---------- Выбранный отрывок

Сильным был её крест! Как мы жили до освобождения, ума сейчас не приложу.
Забыв мобильник, я непременно возвращаюсь. Мало ли что? А тут почти три года без всякой информации о самых близких, самых любимых людях! Задумайтесь! Без интернета, телевидения, почты. Даже без радиоточки!
Известия хлынули только после десятого апреля. Вернувшиеся плакали, увидев маму, которая весила 40 килограммов. Что ели взрослые – не знаю. Видимо, то, что выращивали. Грудного молока не было. Меня спасло молоко соседской козочки. Уверен, вы бы тоже на всю жизнь полюбили коз и наши благородные Ближние Мельницы!
Потом, уже живя в Обсерваторном переулке, мы ждали, когда нас возьмут туда. На Водопроводной трамвай обгонял похоронные процессии, было жутковато смотреть из окна на грузовики с откинутыми вниз бортами и открытым гробом, за ними медленно шли духовой оркестр и скорбящие. Наш Спасский переулок упирался в маленькую калитку тыльной кладбищенской стены. Печальное место. Зато как хорошо было в саду у дедушки с бабушкой – всегда много гостей, много детей, качели, и атмосфера всеобщей любви и радости. Никто не погиб!

--------------------
---------- Записи

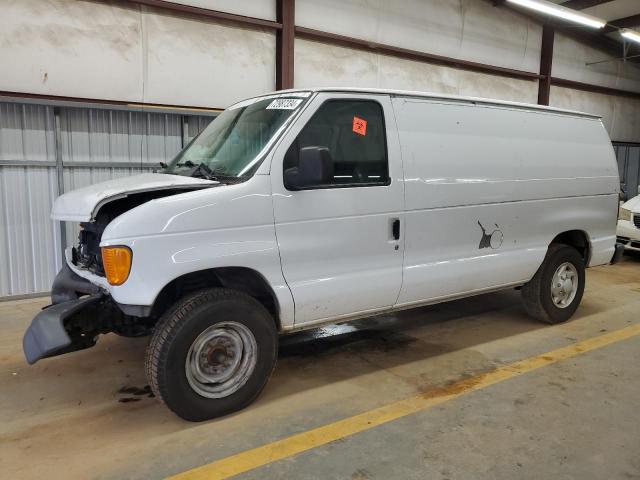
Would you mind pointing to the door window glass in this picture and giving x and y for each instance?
(353, 133)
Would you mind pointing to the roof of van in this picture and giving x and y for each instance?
(441, 96)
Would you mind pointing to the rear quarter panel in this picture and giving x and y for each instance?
(525, 175)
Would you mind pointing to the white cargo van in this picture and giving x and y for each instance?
(307, 207)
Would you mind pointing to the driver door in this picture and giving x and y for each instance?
(341, 243)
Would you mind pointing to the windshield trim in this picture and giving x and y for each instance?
(259, 158)
(254, 164)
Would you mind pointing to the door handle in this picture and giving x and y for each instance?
(395, 229)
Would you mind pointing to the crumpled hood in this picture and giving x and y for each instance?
(633, 204)
(82, 204)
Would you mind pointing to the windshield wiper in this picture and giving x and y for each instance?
(204, 171)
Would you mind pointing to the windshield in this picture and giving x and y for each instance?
(230, 147)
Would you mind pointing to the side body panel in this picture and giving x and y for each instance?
(337, 249)
(227, 226)
(488, 188)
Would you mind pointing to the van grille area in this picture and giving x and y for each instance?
(87, 254)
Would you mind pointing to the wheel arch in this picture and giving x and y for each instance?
(578, 239)
(243, 279)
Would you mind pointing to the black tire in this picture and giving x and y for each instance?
(177, 330)
(536, 294)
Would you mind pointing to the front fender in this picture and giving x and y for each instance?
(230, 226)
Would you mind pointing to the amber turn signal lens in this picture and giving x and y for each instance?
(117, 264)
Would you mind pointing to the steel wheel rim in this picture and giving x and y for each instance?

--------------------

Условие задачи:
Верните дословно фрагмент выбранного отрывка между словами «Забыв мобильник, я» и «Даже без радиоточки!», включая оба.

Ответ к заданию:
Забыв мобильник, я непременно возвращаюсь. Мало ли что? А тут почти три года без всякой информации о самых близких, самых любимых людях! Задумайтесь! Без интернета, телевидения, почты. Даже без радиоточки!